======== LISTED ENTRIES

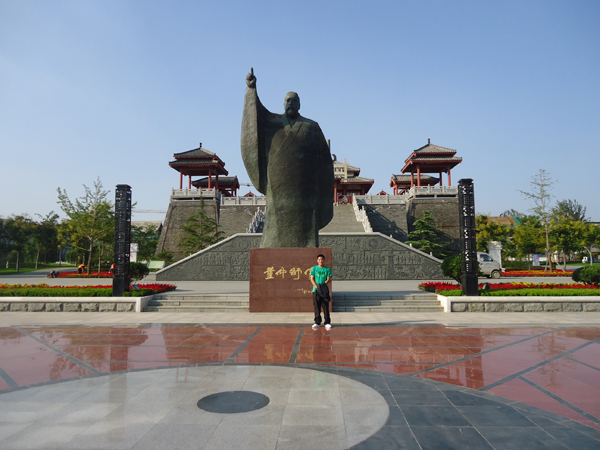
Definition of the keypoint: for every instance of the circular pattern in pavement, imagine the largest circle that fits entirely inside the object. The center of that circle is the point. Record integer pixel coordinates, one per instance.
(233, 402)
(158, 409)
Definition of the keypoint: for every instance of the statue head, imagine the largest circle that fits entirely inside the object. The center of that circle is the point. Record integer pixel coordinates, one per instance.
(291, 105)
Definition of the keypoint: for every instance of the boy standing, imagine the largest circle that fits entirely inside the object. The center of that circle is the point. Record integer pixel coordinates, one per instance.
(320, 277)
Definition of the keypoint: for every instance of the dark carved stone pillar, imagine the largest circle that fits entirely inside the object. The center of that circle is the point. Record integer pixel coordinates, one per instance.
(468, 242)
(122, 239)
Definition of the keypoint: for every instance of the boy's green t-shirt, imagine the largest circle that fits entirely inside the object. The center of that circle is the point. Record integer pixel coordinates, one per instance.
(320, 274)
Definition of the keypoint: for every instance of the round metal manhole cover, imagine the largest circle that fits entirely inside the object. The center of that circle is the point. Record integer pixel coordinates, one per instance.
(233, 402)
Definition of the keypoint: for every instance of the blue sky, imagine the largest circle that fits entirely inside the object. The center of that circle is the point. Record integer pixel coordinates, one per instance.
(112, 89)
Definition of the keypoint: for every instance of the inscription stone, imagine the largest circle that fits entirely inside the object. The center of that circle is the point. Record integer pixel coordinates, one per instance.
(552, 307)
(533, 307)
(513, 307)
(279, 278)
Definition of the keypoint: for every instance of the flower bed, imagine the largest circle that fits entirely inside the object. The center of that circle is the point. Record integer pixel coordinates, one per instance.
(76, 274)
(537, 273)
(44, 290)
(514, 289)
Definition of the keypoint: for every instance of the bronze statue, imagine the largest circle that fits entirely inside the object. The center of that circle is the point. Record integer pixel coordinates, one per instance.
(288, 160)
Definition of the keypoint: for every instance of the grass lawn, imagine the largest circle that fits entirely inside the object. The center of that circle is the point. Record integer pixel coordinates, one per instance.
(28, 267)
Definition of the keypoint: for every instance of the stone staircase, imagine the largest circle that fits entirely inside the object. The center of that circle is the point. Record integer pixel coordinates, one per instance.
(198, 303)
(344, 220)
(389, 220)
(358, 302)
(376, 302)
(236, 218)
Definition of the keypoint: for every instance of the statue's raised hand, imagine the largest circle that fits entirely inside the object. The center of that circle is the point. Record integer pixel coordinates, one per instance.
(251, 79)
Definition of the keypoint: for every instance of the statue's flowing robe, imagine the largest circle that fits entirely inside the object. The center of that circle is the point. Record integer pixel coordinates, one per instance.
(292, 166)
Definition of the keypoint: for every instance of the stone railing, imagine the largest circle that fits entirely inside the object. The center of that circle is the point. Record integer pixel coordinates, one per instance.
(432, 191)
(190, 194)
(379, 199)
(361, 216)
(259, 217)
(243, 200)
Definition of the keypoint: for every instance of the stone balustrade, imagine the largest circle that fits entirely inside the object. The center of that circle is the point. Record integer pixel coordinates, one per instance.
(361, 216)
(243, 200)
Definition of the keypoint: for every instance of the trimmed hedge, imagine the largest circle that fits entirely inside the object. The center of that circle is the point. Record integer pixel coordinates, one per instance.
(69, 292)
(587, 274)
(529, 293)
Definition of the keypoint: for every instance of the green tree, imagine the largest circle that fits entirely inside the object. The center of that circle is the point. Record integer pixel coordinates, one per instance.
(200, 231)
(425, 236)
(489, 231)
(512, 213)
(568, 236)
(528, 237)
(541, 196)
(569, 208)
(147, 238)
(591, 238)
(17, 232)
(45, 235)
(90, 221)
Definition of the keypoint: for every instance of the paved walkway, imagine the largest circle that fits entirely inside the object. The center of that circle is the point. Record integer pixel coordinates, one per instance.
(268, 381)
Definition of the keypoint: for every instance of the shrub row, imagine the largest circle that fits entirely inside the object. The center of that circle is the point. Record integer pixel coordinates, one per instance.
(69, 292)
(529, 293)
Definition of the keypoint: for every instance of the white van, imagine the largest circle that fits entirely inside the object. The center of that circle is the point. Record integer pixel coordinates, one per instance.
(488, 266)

================

§ WORK INSTRUCTIONS: Lay out all of the items above as a Markdown table with the columns Number and Line. Put one line per row and number the rows, skipping blank lines and leaving out the pictures.

§ RESPONSE BELOW:
| Number | Line |
|---|---|
| 1 | Definition of the keypoint: for every instance of the circular pattern in pavement, imagine the largest circle that fits entirely inside the object. The center of that circle is the point. Record integer pixel coordinates, one per instance. |
| 2 | (233, 402) |
| 3 | (158, 409) |
| 4 | Definition of the keypoint: for every instance of the statue head, imagine the largest circle that fits entirely inside the object. The center of that circle is the point. Record integer pixel coordinates, one per instance. |
| 5 | (291, 105) |
| 6 | Definition of the keypoint: for every instance of the boy standing, imagine the largest circle that fits entirely inside the object. The center of that circle is the point. Record integer pixel coordinates, one per instance. |
| 7 | (320, 277) |
| 8 | Definition of the keypoint: for every instance of the dark carved stone pillar, imagine the largest circle that fits entirely inside the object. The center of that circle is the point. Record integer pixel coordinates, one per instance. |
| 9 | (468, 242) |
| 10 | (122, 239) |
| 11 | Definition of the keypoint: for every instance of the boy's green t-shirt, imagine the largest circle that fits entirely inside the object. The center of that circle is the point. Record integer pixel coordinates, one per instance. |
| 12 | (320, 274) |
| 13 | Definition of the keypoint: for every instance of the round metal manhole cover, imagine the largest circle that fits entirely inside the object. The center of that circle is the point. Record integer pixel coordinates, one per instance. |
| 14 | (233, 402) |
| 15 | Definition of the keypoint: for every instance of the blue sky, imagine the largest circle that fits entirely inside the object. The center of that circle is the point. Record integer pixel coordinates, one per instance. |
| 16 | (112, 89) |
| 17 | Definition of the keypoint: for every instance of the inscription stone, imagine the largest circle that fits entirely inside the object. The center of that circle is the point. Record integer pixel coordinates, one per instance. |
| 18 | (552, 307) |
| 19 | (533, 307) |
| 20 | (513, 307) |
| 21 | (279, 278) |
| 22 | Definition of the keypoint: for every instance of the flower bed, imagine the largest circle that fits entirely inside the object. The center of that circle is the point. Record integer pixel coordinates, one per instance. |
| 23 | (76, 274) |
| 24 | (537, 273) |
| 25 | (44, 290) |
| 26 | (514, 289) |
| 27 | Definition of the keypoint: for every instance of the bronze statue, imagine the largest circle that fits entirely inside the object. The center of that circle is the point. Record integer pixel coordinates, one per instance. |
| 28 | (288, 160) |
| 29 | Definition of the keypoint: for every instance of the grass lawn, imagine the largest circle that fits entirely inside the object. The center of that circle is the point. Record integer pixel coordinates, one per instance. |
| 30 | (28, 267) |
| 31 | Definition of the keypoint: for every instance of the stone staircase, imagine the largest circle that fits entirely inside the object. The center of that circle is the point. Record integer pixel coordinates, one per instance. |
| 32 | (198, 303) |
| 33 | (344, 220) |
| 34 | (389, 220) |
| 35 | (358, 302) |
| 36 | (376, 302) |
| 37 | (236, 218) |
| 38 | Definition of the keypoint: for every instance of the statue's raised hand, imagine the largest circle that fits entirely inside the object. The center of that circle is the point. Record integer pixel coordinates, one per instance. |
| 39 | (251, 79) |
| 40 | Definition of the keypoint: for every instance of the statue's flowing robe, imagine the largest circle that fits entirely inside the object. The center of that circle is the point. Record integer pixel coordinates, one per instance. |
| 41 | (292, 166) |
| 42 | Definition of the keypoint: for every instance of the stone railing, imagine the largest circle that fits entirely inside the object. The center of that circle is the point. Record integer pixel coordinates, one per instance. |
| 43 | (432, 191) |
| 44 | (190, 194) |
| 45 | (379, 199) |
| 46 | (361, 216) |
| 47 | (259, 217) |
| 48 | (243, 200) |
| 49 | Definition of the keypoint: for every instance of the stone balustrade, imagine the largest circle that fits entirely inside the object. The center of that circle is the point. Record integer pixel coordinates, one per instance. |
| 50 | (361, 216) |
| 51 | (243, 200) |
| 52 | Definition of the keypoint: for every instance of the trimmed hedge, imagine the largest circle that fits entirely inside the object. The center of that circle is the point. Record integer pixel coordinates, one per instance. |
| 53 | (69, 292) |
| 54 | (587, 274) |
| 55 | (529, 293) |
| 56 | Definition of the keypoint: for every instance of the green tree, imagine the largest circle that fits entirely inside the object. The center of that circle is the point. Record integer pixel coordinates, one per instance. |
| 57 | (200, 231) |
| 58 | (425, 236) |
| 59 | (489, 231) |
| 60 | (512, 213) |
| 61 | (568, 236) |
| 62 | (528, 237) |
| 63 | (541, 196) |
| 64 | (569, 208) |
| 65 | (147, 238) |
| 66 | (591, 238) |
| 67 | (17, 232) |
| 68 | (45, 235) |
| 69 | (90, 221) |
| 70 | Definition of the keypoint: for every instance of the paved walkway, imagine the largest circle that fits entirely inside the object. The center of that circle is the point. Record integer pixel coordinates, one per instance. |
| 71 | (268, 381) |
| 72 | Definition of the keypoint: for every instance of the shrub row, imagine the largest circle that fits entirely inside the object. The center of that circle is the point. Record integer pixel coordinates, one per instance. |
| 73 | (69, 292) |
| 74 | (529, 293) |
| 75 | Definition of the keypoint: for every instance of the white van, imagine the largest circle that fits entirely inside the object. The center of that circle is the point. Record integer pixel coordinates, one per instance. |
| 76 | (488, 266) |